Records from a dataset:
◆ ◆ ◆ ◆

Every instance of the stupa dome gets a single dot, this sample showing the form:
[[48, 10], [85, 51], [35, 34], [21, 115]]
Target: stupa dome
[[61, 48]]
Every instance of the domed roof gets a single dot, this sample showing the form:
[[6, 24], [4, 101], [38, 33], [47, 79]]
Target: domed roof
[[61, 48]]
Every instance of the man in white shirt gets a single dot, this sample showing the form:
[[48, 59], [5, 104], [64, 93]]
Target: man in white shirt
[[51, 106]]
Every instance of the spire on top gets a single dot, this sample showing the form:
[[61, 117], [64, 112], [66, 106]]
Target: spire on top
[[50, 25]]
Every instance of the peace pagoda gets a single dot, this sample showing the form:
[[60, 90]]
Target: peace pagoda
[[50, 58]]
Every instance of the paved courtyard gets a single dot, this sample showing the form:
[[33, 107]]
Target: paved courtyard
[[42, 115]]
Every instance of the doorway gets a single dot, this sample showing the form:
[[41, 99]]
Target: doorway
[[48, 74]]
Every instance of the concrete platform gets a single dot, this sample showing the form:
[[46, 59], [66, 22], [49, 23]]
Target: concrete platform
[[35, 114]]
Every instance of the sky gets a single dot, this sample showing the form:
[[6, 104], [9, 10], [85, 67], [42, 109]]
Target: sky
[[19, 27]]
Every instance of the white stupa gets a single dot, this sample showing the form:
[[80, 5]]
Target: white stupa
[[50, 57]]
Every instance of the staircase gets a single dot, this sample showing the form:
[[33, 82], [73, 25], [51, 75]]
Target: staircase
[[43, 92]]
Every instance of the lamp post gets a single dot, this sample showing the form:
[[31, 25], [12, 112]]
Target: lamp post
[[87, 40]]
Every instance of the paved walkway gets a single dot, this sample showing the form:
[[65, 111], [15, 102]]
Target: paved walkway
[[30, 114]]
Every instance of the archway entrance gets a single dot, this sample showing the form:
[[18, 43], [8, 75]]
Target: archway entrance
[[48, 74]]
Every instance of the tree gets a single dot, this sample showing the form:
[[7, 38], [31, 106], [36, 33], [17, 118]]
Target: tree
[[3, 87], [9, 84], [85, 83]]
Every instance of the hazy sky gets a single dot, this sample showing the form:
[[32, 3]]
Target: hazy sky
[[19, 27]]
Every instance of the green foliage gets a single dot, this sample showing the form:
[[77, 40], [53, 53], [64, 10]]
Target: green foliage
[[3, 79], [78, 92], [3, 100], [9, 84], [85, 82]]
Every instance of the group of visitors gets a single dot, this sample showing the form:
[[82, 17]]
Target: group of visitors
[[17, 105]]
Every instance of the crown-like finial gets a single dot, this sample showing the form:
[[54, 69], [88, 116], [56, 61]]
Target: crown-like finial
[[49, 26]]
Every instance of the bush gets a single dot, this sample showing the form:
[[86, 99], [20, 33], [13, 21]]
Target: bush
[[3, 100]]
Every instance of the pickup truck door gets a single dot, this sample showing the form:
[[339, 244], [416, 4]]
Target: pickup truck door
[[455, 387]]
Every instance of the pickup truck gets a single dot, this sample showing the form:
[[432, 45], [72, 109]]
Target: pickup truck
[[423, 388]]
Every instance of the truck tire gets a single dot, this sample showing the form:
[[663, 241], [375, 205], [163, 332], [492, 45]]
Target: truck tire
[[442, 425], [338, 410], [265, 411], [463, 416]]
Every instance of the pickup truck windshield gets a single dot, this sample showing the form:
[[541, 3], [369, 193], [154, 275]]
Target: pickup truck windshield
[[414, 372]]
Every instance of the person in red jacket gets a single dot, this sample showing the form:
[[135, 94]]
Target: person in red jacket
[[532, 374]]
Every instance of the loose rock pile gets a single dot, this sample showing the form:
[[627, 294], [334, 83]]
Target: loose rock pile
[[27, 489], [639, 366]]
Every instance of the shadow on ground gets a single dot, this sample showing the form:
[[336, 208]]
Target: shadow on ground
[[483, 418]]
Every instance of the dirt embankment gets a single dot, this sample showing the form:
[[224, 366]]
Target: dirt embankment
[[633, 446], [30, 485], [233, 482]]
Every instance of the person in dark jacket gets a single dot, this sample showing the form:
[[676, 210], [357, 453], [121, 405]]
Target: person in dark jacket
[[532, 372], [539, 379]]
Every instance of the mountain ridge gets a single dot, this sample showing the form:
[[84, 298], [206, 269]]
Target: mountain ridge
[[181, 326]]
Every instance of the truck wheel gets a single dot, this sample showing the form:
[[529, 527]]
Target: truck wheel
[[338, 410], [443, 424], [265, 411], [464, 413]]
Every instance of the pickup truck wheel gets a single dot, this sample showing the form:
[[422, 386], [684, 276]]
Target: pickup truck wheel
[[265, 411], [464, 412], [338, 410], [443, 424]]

◆ ◆ ◆ ◆

Please rescale the listing starting at the line containing "Every instance of the shadow" and ending at the end of the listing, both ends included, by writing out every line again with each answer's point coordinates multiplied by 0.65 and rounded to whole numbers, halves rounding up. Keep the requests, along with their format samples, unchanged.

RESULT FOR THIS TASK:
Every instance of the shadow on ground gets a single dot, this sample showing the form:
[[336, 208]]
Target: shadow on ground
[[314, 272]]
Every instance of the dirt embankment gets a single dot, this sample showing the form:
[[224, 366]]
Target: dirt embankment
[[411, 290], [20, 315], [151, 313]]
Every instance of the person in dark jacket gets a single dot, this sample showing the form:
[[676, 210], [357, 453], [121, 405]]
Target: person in dark jacket
[[346, 242], [350, 246]]
Every instance of the mountain ridge gets a single dot, this sample showing the form:
[[84, 298], [206, 269]]
Target: mountain ridge
[[118, 212]]
Every instance of the truck wheel gets a single dot, this sample showing the form:
[[529, 527]]
Target: truck wheel
[[220, 267], [288, 276], [172, 267], [302, 268]]
Every instance of the pickup truck wheel gets a single dot, this sample showing the form:
[[422, 386], [684, 276]]
Target: pickup truck wheel
[[172, 267], [302, 268], [220, 267], [288, 276]]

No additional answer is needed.